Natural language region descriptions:

[Start of section]

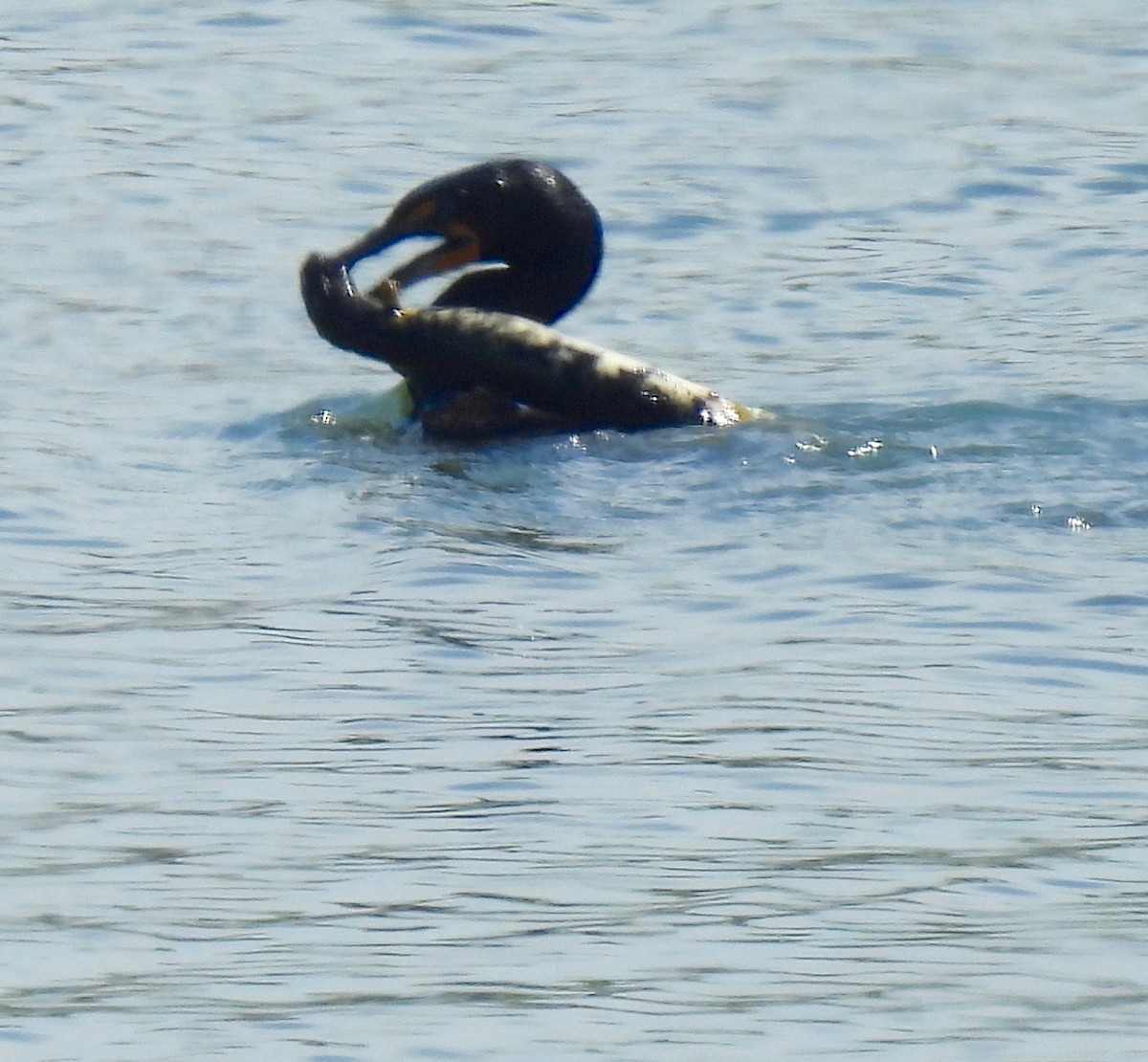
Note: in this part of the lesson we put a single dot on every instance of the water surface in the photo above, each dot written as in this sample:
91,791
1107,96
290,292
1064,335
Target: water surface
813,739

[End of section]

__Exercise prompt__: Leave out the pictures and output the rest of the records exactly.

__Answer area__:
Note: in this part of the lesson we put a single dot on every instance of the water surface in the photo above, each dot written as in this sample:
91,791
1107,96
290,292
1064,335
Target: water surface
813,739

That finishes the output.